[Data entries]
## BEGIN

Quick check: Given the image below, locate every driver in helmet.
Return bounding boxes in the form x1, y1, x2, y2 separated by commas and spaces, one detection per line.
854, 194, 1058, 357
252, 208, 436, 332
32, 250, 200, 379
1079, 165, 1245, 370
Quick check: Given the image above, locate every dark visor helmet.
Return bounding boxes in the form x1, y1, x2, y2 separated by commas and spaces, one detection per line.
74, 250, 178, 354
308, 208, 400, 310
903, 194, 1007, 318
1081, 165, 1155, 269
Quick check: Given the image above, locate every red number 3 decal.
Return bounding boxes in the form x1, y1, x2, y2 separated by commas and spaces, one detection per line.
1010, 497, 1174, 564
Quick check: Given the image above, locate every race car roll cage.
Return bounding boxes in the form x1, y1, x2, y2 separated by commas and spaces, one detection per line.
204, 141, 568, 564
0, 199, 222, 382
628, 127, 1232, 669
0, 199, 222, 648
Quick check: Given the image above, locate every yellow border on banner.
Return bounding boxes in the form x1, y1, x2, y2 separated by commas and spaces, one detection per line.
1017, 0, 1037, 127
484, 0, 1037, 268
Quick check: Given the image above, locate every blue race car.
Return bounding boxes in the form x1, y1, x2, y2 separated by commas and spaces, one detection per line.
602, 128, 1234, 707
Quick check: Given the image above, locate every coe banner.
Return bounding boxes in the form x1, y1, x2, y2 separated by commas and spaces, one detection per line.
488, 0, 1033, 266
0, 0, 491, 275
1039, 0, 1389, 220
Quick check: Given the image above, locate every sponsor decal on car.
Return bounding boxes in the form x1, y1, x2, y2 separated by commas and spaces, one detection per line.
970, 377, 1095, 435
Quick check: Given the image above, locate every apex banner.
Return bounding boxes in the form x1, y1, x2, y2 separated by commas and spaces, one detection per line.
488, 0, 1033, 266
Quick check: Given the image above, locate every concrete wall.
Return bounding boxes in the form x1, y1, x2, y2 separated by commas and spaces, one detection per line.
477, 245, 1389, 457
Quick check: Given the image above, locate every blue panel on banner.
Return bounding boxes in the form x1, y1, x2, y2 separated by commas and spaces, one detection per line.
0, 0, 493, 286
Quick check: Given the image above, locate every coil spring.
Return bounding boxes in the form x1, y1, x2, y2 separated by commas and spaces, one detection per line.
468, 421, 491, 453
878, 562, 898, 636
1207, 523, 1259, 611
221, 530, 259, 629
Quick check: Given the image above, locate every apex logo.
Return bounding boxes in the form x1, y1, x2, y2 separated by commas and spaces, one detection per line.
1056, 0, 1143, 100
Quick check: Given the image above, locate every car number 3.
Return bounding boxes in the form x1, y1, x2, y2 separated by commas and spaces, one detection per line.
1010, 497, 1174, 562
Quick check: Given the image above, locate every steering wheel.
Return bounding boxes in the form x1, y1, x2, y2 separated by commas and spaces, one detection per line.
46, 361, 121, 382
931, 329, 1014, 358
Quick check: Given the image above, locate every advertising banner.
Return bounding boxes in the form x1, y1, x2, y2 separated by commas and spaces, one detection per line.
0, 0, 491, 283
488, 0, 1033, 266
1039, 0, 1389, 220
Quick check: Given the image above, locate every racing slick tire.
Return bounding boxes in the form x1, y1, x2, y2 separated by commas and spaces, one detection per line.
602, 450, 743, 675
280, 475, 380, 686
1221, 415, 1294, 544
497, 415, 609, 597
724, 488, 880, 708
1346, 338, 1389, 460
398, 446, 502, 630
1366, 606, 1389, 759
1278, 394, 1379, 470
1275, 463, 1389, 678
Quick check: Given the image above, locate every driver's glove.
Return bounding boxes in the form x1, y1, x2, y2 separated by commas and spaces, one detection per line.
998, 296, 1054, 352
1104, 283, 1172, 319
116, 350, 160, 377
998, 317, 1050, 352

## END

### Given request
List each line in the records above that contains the word "decal".

### Final result
Quick check: Given the image above, locate every red number 3 decal.
Quick check: Given the image above, locate every sponsor decal on car.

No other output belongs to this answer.